▶ **Page excerpt**

# # # #

03-01-2010, 08:03 PM
Charges dismissed against Steelers kicker Reed
By DAN NEPHIN, Associated Press Writer
PITTSBURGH (AP)—A judge on Monday dismissed charges of simple assault and resisting arrest against Steelers kicker Jeff Reed(notes), who was accused of raising his fists at a Pittsburgh police officer when ordered back in his vehicle as police dealt with a teammate.
The two misdemeanor charges dismissed by state District Judge Richard King at Reed’s preliminary hearing were the most serious he faced. King postponed for six weeks a decision on whether to hold Reed for trial on charges of disorderly conduct and public drunkenness.
King directed Reed to perform 40 hours of community service and said he would consider dropping the two summary charges if Reed complies.
The judge said that “something was there” between Reed and police on Oct. 18, 2009, several hours after the Steelers beat Cleveland 27-14, but that it didn’t rise to the level of simple assault or resisting arrest.

# # # #

▶ **Material shown**
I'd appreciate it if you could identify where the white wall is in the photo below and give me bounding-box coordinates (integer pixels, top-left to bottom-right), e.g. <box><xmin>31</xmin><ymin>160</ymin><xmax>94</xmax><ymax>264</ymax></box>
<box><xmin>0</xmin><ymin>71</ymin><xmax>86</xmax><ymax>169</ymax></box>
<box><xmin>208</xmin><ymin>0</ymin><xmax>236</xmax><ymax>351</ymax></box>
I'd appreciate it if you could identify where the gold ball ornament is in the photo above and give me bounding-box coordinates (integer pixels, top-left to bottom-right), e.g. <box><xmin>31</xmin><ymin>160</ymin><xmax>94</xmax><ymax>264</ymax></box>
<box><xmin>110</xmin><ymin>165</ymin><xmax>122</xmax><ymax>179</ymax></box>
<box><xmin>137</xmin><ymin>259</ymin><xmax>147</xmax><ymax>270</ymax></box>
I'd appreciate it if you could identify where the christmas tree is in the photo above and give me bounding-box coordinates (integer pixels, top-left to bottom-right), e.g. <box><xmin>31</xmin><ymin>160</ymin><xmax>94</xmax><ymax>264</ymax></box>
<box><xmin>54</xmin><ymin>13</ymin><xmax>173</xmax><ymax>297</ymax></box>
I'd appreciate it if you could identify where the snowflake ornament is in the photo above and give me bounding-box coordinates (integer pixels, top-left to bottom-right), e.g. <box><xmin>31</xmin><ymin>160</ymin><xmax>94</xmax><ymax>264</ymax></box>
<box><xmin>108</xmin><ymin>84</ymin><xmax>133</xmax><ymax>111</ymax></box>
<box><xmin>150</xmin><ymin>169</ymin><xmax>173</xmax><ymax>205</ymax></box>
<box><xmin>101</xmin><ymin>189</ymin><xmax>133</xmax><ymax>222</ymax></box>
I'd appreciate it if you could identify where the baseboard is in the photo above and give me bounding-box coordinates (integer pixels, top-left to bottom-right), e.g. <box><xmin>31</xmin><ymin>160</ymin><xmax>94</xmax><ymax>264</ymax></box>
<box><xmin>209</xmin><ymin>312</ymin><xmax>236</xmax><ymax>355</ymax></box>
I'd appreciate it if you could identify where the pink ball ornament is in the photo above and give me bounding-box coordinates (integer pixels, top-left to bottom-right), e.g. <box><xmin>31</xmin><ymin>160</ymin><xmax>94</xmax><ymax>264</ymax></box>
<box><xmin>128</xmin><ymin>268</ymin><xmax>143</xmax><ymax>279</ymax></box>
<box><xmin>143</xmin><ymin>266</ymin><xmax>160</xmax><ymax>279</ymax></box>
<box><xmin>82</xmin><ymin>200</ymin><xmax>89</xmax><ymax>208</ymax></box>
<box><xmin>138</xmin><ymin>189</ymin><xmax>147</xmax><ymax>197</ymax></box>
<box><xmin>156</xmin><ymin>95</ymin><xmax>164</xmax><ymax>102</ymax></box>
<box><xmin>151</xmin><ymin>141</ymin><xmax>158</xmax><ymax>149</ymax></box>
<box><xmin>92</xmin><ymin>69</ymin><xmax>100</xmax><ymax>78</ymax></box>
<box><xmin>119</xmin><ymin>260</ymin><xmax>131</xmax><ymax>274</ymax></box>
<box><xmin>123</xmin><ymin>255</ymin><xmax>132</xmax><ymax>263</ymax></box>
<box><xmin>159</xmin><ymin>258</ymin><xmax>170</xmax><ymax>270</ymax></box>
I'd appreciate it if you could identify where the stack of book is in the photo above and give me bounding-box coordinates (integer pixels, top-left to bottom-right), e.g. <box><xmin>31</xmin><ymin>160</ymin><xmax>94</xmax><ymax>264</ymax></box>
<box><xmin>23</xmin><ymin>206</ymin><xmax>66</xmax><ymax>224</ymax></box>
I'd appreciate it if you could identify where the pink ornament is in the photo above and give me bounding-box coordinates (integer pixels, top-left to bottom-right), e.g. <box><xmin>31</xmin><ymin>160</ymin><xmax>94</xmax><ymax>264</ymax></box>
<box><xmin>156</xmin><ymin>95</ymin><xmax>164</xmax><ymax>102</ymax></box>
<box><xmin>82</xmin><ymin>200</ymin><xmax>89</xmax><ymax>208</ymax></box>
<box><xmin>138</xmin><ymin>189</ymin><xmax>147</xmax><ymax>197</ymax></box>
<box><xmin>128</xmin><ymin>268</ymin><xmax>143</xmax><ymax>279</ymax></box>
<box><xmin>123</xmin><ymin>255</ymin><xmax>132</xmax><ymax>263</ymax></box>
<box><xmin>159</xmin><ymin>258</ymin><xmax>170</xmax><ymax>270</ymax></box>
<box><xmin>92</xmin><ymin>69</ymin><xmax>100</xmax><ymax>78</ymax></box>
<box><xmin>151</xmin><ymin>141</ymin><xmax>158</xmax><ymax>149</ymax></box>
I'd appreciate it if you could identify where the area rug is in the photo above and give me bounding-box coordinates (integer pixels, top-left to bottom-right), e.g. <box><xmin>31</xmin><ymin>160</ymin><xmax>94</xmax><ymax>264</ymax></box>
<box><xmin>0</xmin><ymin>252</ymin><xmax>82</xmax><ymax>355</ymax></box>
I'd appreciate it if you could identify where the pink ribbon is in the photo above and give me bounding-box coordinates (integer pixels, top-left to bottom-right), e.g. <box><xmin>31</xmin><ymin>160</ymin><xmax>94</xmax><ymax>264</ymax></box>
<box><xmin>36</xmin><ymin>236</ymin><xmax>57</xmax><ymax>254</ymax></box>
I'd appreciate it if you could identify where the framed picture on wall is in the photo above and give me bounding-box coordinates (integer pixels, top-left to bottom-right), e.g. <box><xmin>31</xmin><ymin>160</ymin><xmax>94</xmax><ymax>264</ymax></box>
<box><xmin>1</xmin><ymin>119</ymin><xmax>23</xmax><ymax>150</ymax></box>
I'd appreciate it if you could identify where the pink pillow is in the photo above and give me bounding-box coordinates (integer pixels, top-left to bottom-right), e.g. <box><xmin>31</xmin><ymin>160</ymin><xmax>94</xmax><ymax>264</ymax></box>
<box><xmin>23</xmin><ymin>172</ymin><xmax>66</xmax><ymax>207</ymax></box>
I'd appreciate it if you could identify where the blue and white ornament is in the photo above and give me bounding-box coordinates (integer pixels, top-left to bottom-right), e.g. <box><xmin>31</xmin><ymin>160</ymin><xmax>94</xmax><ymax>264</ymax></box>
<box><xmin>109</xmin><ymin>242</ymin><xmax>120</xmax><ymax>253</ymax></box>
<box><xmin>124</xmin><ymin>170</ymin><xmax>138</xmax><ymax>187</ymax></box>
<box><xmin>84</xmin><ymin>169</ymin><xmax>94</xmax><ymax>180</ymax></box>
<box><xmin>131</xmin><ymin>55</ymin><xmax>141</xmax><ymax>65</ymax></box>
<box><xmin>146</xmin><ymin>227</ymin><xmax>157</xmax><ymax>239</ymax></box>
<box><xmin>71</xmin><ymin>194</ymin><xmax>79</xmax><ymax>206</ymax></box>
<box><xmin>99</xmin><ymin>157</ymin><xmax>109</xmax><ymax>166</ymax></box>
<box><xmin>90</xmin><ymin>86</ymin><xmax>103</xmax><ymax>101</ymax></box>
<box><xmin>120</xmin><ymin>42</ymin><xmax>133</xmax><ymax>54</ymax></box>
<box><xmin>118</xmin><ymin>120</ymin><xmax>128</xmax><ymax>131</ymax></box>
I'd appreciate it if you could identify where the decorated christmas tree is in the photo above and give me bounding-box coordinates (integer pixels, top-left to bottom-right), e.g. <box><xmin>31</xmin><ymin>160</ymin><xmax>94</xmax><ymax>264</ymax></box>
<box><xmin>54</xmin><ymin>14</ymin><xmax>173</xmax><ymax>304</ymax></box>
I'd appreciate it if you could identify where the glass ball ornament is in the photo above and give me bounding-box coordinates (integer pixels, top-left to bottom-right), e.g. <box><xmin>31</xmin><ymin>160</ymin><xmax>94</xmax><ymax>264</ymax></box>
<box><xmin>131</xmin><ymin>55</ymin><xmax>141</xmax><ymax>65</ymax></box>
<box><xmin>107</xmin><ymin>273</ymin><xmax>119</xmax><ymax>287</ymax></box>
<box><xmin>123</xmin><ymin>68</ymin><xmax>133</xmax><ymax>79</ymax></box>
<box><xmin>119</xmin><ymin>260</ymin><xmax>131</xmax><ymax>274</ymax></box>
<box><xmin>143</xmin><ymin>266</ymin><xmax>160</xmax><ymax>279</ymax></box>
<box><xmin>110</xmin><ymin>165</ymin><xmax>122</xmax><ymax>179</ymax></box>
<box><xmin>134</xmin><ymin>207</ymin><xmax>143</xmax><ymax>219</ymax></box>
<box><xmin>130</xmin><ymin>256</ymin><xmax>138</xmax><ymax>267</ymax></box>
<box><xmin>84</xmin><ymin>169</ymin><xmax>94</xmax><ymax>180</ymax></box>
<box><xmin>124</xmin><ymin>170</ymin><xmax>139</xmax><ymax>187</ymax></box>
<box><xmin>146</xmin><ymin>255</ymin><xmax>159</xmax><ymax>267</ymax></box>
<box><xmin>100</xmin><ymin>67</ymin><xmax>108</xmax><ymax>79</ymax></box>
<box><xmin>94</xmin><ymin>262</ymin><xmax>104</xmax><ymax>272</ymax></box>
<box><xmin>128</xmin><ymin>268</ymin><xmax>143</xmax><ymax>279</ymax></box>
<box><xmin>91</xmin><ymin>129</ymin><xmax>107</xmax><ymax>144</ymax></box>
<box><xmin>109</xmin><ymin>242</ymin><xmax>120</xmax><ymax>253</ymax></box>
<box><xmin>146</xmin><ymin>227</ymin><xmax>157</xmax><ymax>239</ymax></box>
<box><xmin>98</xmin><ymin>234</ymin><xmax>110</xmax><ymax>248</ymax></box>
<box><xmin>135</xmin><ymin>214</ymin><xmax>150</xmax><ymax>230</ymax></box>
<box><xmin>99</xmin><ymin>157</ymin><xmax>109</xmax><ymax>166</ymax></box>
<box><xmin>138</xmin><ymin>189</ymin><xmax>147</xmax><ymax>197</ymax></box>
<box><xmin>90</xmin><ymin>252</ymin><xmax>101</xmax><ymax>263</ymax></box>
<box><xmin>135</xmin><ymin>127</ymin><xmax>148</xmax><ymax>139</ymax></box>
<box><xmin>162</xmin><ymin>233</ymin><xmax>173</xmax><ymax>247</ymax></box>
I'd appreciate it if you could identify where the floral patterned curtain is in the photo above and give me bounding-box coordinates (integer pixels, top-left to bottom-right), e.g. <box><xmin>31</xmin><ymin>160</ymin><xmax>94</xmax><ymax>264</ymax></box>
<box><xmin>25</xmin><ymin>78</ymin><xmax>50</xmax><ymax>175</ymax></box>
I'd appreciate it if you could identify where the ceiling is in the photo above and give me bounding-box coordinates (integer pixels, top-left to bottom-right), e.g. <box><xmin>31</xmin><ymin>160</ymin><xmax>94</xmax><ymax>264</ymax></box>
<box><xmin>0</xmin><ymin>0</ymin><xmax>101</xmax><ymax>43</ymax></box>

# # # #

▶ **Task requirements**
A) Return the part of the article on the Reed charges starting at "King directed Reed" and ending at "or resisting arrest.", copied word for word.
B) In the article on the Reed charges, how many hours of community service did the judge direct Reed to perform?
The lines are separate material and have nothing to do with the article on the Reed charges.

▶ **Written answers**
A)
King directed Reed to perform 40 hours of community service and said he would consider dropping the two summary charges if Reed complies.
The judge said that “something was there” between Reed and police on Oct. 18, 2009, several hours after the Steelers beat Cleveland 27-14, but that it didn’t rise to the level of simple assault or resisting arrest.

B) 40 hours.